__Challenge__: Put every line of the items below into a Markdown table with two columns, Row and Line. Give each row a number and leave out blank lines.
* Start Records for processing *
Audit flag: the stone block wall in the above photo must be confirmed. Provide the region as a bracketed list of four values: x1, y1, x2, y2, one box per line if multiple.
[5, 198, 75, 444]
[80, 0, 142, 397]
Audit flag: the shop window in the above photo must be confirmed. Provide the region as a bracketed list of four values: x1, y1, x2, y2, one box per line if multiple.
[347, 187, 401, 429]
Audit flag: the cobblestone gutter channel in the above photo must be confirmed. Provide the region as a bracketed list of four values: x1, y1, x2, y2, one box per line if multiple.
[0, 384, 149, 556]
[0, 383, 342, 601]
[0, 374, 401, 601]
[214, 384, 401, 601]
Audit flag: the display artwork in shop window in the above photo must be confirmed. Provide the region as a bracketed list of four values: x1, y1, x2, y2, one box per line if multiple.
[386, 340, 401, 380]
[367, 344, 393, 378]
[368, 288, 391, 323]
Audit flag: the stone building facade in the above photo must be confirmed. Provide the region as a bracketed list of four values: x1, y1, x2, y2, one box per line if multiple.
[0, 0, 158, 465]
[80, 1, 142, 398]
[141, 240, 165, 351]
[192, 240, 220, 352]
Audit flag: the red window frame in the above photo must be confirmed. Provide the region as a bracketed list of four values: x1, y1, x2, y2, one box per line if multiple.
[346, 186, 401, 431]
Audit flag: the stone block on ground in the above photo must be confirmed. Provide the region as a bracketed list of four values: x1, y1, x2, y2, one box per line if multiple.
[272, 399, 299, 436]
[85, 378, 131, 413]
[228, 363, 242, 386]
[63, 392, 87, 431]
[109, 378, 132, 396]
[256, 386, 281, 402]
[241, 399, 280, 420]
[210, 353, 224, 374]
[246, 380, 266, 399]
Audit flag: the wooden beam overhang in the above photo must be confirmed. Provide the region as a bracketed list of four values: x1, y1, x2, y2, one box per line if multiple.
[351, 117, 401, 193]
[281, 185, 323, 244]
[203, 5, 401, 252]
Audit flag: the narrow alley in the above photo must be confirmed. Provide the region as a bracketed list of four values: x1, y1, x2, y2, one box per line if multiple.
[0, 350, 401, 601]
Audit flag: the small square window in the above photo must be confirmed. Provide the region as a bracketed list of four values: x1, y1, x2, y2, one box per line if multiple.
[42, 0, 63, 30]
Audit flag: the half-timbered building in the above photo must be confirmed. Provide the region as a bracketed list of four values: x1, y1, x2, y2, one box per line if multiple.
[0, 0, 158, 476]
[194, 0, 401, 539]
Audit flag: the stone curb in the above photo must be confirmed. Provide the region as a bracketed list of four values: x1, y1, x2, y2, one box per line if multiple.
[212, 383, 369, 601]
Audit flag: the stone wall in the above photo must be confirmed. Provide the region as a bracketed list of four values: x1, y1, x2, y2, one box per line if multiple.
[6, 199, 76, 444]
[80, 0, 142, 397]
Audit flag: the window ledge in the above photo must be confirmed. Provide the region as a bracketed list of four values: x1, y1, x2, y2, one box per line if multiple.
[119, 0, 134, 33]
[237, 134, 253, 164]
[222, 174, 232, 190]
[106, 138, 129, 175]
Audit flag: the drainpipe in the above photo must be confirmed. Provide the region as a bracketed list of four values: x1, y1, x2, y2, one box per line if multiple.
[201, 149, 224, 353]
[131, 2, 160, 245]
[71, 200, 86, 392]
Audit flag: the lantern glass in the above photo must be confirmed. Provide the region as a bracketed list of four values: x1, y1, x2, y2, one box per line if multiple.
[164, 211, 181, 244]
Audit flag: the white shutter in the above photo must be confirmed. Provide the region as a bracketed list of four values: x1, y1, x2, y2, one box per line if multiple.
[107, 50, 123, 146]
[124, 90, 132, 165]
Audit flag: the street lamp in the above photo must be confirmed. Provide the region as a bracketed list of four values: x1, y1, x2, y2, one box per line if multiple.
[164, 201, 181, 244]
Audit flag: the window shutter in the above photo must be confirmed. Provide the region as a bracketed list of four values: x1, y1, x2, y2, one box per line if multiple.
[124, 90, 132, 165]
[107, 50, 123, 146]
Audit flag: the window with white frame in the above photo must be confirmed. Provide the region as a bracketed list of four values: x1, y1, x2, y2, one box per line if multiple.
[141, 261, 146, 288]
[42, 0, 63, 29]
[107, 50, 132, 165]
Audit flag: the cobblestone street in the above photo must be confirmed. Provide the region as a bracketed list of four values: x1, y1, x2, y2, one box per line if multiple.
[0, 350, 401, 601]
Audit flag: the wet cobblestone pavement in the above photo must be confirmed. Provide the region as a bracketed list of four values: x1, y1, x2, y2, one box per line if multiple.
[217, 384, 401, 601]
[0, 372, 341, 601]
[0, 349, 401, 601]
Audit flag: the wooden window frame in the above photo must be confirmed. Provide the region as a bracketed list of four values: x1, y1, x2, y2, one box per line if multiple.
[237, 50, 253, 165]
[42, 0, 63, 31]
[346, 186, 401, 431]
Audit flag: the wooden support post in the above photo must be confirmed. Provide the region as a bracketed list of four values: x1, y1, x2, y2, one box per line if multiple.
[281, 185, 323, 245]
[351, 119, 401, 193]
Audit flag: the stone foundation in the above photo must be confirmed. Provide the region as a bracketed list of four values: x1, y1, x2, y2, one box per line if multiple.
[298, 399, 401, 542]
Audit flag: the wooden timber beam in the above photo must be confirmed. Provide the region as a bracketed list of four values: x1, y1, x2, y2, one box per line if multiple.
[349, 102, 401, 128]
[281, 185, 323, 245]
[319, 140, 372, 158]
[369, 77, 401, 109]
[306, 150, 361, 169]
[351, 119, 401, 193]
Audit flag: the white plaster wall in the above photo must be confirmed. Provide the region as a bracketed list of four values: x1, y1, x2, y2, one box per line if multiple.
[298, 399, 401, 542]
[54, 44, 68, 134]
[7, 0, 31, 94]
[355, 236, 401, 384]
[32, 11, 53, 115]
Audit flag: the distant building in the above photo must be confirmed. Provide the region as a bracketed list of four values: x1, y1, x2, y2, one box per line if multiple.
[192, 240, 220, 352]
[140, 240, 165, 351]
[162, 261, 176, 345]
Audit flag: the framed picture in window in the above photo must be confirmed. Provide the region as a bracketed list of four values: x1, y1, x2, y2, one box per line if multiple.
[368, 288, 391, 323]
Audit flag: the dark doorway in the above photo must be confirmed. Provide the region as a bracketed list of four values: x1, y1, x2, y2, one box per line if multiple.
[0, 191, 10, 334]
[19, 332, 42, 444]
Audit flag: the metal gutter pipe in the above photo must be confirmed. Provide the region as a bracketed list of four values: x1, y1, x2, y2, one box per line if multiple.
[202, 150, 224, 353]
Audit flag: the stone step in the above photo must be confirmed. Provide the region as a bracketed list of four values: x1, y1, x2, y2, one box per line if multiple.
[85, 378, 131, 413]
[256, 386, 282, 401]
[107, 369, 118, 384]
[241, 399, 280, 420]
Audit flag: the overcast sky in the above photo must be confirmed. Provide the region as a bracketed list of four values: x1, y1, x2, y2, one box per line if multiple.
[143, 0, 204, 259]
* End Records for processing *
__Solution__:
| Row | Line |
|---|---|
| 1 | Audit flag: the stone block wall in the above photo must be confirmed. Provide the region as a bracketed list of four values: x1, y1, x2, y2, one box per line if multiple. |
| 2 | [5, 198, 75, 444] |
| 3 | [80, 0, 142, 397] |
| 4 | Audit flag: the shop window in the above photo must be confirmed. Provide the region as a bracketed list of four values: x1, y1, x2, y2, one box per line if multiple. |
| 5 | [347, 187, 401, 429] |
| 6 | Audit flag: the cobblestone gutter channel in the above photo must be confirmed. Provide the region as a bracketed list of four values: x1, y1, x2, y2, one box per line if multiple. |
| 7 | [0, 384, 149, 556] |
| 8 | [0, 383, 342, 601] |
| 9 | [0, 374, 401, 601] |
| 10 | [214, 384, 401, 601] |
| 11 | Audit flag: the display artwork in shop window in the above photo must be confirmed. Provide the region as a bracketed list of four values: x1, y1, x2, y2, one box per line if multiple. |
| 12 | [386, 340, 401, 380] |
| 13 | [367, 344, 393, 378] |
| 14 | [368, 288, 391, 323] |
| 15 | Audit flag: the stone building facade in the above photo must be confirmed. Provide the region as a bracketed list of four values: x1, y1, x2, y2, one box per line if multiple. |
| 16 | [0, 0, 158, 465] |
| 17 | [80, 1, 142, 398] |
| 18 | [141, 240, 165, 351] |
| 19 | [192, 240, 220, 352] |
| 20 | Audit flag: the red window frame in the above photo must be confirmed. Provide the region as a bracketed list of four values: x1, y1, x2, y2, one box per line if multiple. |
| 21 | [346, 186, 401, 431] |
| 22 | Audit flag: the stone block on ground in the above photo must be confirmed. Provide the region as a bracketed list of four values: x1, y1, x2, y2, one box per line if multiple. |
| 23 | [272, 399, 299, 436] |
| 24 | [85, 378, 131, 413] |
| 25 | [228, 363, 242, 386] |
| 26 | [63, 392, 87, 431] |
| 27 | [109, 378, 132, 396] |
| 28 | [256, 386, 281, 402] |
| 29 | [241, 399, 280, 420] |
| 30 | [210, 353, 224, 374] |
| 31 | [246, 380, 266, 399] |
| 32 | Audit flag: the wooden beam overhang in the above photo must be confirmed. Provide the region as a bracketed list of four values: x1, y1, x2, y2, one box per line if multiple. |
| 33 | [351, 117, 401, 193] |
| 34 | [281, 185, 323, 244] |
| 35 | [203, 5, 401, 252] |
| 36 | Audit flag: the narrow alley in the above photo must be confirmed. Provide the region as a bracketed list of four values: x1, y1, x2, y2, one box per line if multiple. |
| 37 | [0, 350, 401, 601] |
| 38 | Audit flag: the small square window in the above photo must be confirmed. Provide the region as a bracketed list of four values: x1, y1, x2, y2, one box per line if multiple. |
| 39 | [42, 0, 63, 30] |
| 40 | Audit flag: the half-timbered building in the above photo must be confirmed. Provide the region as a bracketed list of four values: x1, y1, x2, y2, one box per line if multiple. |
| 41 | [0, 0, 158, 476] |
| 42 | [194, 0, 401, 539] |
| 43 | Audit flag: the stone curb in the above photo must be confirmed. Provide the region as a bracketed list of four values: x1, y1, x2, y2, one box per line if multiple. |
| 44 | [212, 383, 369, 601] |
| 45 | Audit flag: the stone wall in the above photo must be confirmed. Provide the region as a bracketed list of four values: x1, y1, x2, y2, one box per line if multiple. |
| 46 | [6, 199, 76, 444] |
| 47 | [80, 0, 142, 397] |
| 48 | Audit flag: the window ledge in the above photo must be confirmed. Provide the region as a bracketed list of four values: x1, y1, x2, y2, one box per line if multiple. |
| 49 | [119, 0, 134, 33] |
| 50 | [237, 134, 253, 164] |
| 51 | [222, 174, 232, 190] |
| 52 | [106, 138, 129, 175] |
| 53 | Audit flag: the drainpipe in the above photo must be confirmed. Provide the region as a bracketed list of four values: x1, y1, x2, y2, one box per line if multiple. |
| 54 | [201, 149, 224, 353] |
| 55 | [131, 2, 160, 245] |
| 56 | [71, 200, 86, 392] |
| 57 | Audit flag: the lantern glass in the above photo must be confirmed. Provide the region as a bracketed list of four values: x1, y1, x2, y2, one box per line if multiple. |
| 58 | [164, 211, 181, 244] |
| 59 | Audit flag: the white shutter in the above photo must be confirmed. Provide the region as a bracketed list of four values: x1, y1, x2, y2, one box per line if multiple. |
| 60 | [107, 50, 123, 146] |
| 61 | [124, 90, 132, 165] |
| 62 | Audit flag: the street lamp in the above photo must be confirmed. Provide the region as a bracketed list of four values: x1, y1, x2, y2, one box per line if multiple. |
| 63 | [164, 201, 181, 244] |
| 64 | Audit flag: the window shutter in the above photo must be confirmed. Provide the region as a bracketed list of four values: x1, y1, x2, y2, one box per line if multiple. |
| 65 | [124, 90, 132, 165] |
| 66 | [107, 50, 123, 146] |
| 67 | Audit flag: the window with white frame in the above photo must be confirmed. Provide the region as a bracketed list of four values: x1, y1, x2, y2, one box per line if multiple. |
| 68 | [141, 261, 146, 288] |
| 69 | [42, 0, 63, 29] |
| 70 | [107, 50, 132, 165] |
| 71 | Audit flag: the cobblestone street in the above photo must be confirmed. Provide the region as a bracketed list of four values: x1, y1, x2, y2, one box per line if multiple. |
| 72 | [0, 350, 401, 601] |
| 73 | Audit flag: the wet cobblestone pavement in the above photo must be confirmed. Provide the region as a bracketed list of four values: x1, y1, x2, y2, one box per line if multiple. |
| 74 | [217, 384, 401, 601] |
| 75 | [0, 372, 341, 601] |
| 76 | [0, 349, 401, 601] |
| 77 | Audit flag: the wooden window frame in the above photo must be confirmed. Provide the region as a bracketed list of four values: x1, y1, x2, y2, one box per line if multiple. |
| 78 | [237, 50, 253, 165] |
| 79 | [42, 0, 63, 31] |
| 80 | [346, 186, 401, 431] |
| 81 | Audit flag: the wooden support post in the above photo must be confirmed. Provide the region as a bracketed list of four values: x1, y1, x2, y2, one box per line if multiple. |
| 82 | [281, 185, 323, 245] |
| 83 | [351, 119, 401, 193] |
| 84 | Audit flag: the stone foundation in the above photo must be confirmed. Provide the region as a bracketed list of four values: x1, y1, x2, y2, one box per line if multiple. |
| 85 | [298, 399, 401, 542] |
| 86 | Audit flag: the wooden timber beam in the above photo must be confirmed. Provide the region as a bracketed list of four values: x1, y1, x2, y2, one box per line if multiple. |
| 87 | [349, 102, 401, 128] |
| 88 | [281, 185, 323, 245] |
| 89 | [319, 140, 372, 158] |
| 90 | [369, 77, 401, 109] |
| 91 | [306, 150, 361, 169] |
| 92 | [351, 119, 401, 193] |
| 93 | Audit flag: the white plaster wall in the above photo must be confirmed. Provide the region as a bracketed list of four values: x1, y1, x2, y2, one box per line if multiple. |
| 94 | [298, 399, 401, 542] |
| 95 | [54, 44, 68, 134] |
| 96 | [7, 0, 31, 94] |
| 97 | [355, 236, 401, 384] |
| 98 | [32, 11, 53, 115] |
| 99 | Audit flag: the distant building in the above photo must be confirmed. Provide the region as a bracketed list of four values: x1, y1, x2, y2, one box per line if multiple. |
| 100 | [192, 240, 220, 352] |
| 101 | [140, 240, 165, 351] |
| 102 | [162, 261, 176, 345] |
| 103 | Audit flag: the framed picture in window in the above photo must be confirmed. Provide the region as a bracketed list of four values: x1, y1, x2, y2, one box per line if multiple. |
| 104 | [368, 288, 391, 323] |
| 105 | Audit flag: the dark doorway in the above photo must be confirmed. Provide the region as a bracketed list of four values: x1, y1, x2, y2, one box per line if multiple. |
| 106 | [0, 191, 10, 334] |
| 107 | [19, 332, 42, 444] |
| 108 | Audit flag: the metal gutter pipe in the above photo must be confirmed. Provide the region as a bracketed list of four values: x1, y1, x2, y2, one box per line if multiple. |
| 109 | [202, 150, 224, 353] |
| 110 | Audit flag: the stone step in the above photo must be confirmed. Provide the region as a bracketed list of four values: x1, y1, x2, y2, one box per line if multiple. |
| 111 | [85, 378, 131, 413] |
| 112 | [256, 386, 282, 401] |
| 113 | [107, 369, 118, 384] |
| 114 | [241, 399, 280, 420] |
| 115 | Audit flag: the overcast sky in the above photo must be confirmed. Provide the region as a bracketed list of four values: x1, y1, x2, y2, one box per line if multiple. |
| 116 | [143, 0, 204, 259] |